#### EXERCISE
According to the passage on the master feeder arrangement, what right does the Board retain?

#### PASSAGE
════════════════════

MASTER FEEDER ARRANGEMENT
The Fund seeks to achieve its objective by investing all of its investable
assets in a separate portfolio of a registered, open-end management investment
company with substantially the same investment objective and policies as the
Fund. This "Core and Gateway" fund structure is an arrangement whereby one or
more investment companies or other collective investment vehicles that share
investment objectives -- but offer their shares through distinct distribution
channels -- pool their assets by investing in a single investment company having
substantially the same investment objective and policies. This means that the
only investment securities that will be held by the Fund will be the Fund's
interest in the Portfolio. This structure permits other collective investment
vehicles and institutional investors to invest collectively in the Portfolio,
allowing for greater economies of scale in managing operations of the Portfolio.
The Board retains the right to withdraw the Fund's investments from the
Portfolio at any time; the Fund would then resume investing directly in
individual securities of other issuers or could re-invest all of its assets in
another similar portfolio.

════════════════════

Records from a pointing dataset
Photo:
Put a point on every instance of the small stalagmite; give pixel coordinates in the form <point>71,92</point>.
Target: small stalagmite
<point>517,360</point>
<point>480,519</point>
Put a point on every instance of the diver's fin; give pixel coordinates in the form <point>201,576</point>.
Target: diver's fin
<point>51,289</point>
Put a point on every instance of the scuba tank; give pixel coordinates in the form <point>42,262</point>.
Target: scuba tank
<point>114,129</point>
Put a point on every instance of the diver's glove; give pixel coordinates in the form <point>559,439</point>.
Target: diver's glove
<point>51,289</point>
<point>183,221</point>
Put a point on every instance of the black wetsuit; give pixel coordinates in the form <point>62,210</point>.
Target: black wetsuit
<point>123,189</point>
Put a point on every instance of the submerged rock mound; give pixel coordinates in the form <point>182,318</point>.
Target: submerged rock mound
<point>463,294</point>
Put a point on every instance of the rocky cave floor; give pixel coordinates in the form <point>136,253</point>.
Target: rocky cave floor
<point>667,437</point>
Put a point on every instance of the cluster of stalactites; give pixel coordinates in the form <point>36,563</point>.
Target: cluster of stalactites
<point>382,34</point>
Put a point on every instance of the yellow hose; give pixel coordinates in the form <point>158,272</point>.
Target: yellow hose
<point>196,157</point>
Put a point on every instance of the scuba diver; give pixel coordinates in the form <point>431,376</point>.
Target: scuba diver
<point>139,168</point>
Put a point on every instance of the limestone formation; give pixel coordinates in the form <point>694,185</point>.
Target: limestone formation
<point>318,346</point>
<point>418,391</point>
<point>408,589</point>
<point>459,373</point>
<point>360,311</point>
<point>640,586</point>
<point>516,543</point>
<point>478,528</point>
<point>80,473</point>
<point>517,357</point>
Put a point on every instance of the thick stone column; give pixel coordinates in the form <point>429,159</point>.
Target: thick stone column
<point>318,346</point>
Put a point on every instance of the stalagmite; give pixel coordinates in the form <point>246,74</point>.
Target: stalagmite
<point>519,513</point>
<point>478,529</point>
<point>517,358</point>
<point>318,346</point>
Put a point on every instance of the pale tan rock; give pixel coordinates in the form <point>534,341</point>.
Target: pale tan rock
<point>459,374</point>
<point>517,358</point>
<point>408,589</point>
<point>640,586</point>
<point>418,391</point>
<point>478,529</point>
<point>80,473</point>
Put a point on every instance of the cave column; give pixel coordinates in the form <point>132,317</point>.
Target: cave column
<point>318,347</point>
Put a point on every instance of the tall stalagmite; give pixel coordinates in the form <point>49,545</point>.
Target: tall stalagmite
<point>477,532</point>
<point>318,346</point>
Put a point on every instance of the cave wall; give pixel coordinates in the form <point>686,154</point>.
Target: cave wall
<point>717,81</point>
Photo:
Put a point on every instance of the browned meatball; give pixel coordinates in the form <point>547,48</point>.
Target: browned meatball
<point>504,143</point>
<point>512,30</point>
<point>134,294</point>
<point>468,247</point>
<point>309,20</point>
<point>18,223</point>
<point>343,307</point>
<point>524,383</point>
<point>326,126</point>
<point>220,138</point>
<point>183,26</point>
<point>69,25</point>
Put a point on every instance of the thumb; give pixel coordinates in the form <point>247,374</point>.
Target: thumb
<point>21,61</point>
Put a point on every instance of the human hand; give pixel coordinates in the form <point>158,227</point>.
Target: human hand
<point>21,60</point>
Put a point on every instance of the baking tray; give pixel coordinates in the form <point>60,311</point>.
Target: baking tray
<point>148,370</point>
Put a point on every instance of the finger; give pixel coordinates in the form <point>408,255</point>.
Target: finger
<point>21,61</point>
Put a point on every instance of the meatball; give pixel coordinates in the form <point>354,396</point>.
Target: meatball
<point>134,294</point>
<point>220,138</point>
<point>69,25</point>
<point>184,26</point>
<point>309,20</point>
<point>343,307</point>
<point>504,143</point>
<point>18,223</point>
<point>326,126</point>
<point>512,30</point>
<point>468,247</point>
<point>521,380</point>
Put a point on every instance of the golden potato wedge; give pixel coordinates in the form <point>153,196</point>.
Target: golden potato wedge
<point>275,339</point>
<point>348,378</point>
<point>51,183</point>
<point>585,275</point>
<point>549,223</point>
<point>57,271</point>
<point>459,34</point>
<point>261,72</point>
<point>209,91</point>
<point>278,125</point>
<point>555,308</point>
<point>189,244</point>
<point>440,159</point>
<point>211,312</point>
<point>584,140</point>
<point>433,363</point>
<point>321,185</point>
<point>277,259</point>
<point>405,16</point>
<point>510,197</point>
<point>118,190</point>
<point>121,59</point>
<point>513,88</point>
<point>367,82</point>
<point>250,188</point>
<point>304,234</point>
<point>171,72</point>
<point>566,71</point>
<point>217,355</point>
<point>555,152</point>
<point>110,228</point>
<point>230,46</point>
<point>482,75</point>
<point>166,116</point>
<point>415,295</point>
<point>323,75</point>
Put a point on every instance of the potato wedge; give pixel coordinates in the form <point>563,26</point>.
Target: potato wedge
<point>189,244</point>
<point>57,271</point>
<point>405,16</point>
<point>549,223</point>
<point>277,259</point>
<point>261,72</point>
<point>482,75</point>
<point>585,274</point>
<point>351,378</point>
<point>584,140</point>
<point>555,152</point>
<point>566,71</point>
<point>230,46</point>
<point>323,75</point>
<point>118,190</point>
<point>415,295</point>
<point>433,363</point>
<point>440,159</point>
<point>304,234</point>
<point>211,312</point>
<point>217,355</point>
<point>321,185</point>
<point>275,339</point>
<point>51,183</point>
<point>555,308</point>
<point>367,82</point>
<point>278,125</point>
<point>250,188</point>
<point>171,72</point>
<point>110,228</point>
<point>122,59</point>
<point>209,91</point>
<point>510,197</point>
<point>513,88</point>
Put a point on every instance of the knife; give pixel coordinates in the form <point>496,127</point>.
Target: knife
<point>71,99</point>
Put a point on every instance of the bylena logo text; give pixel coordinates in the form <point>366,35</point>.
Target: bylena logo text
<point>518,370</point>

════════════════════

#### CORRECT ANSWER
The Board retains the right to withdraw the Fund's investments from the Portfolio at any time.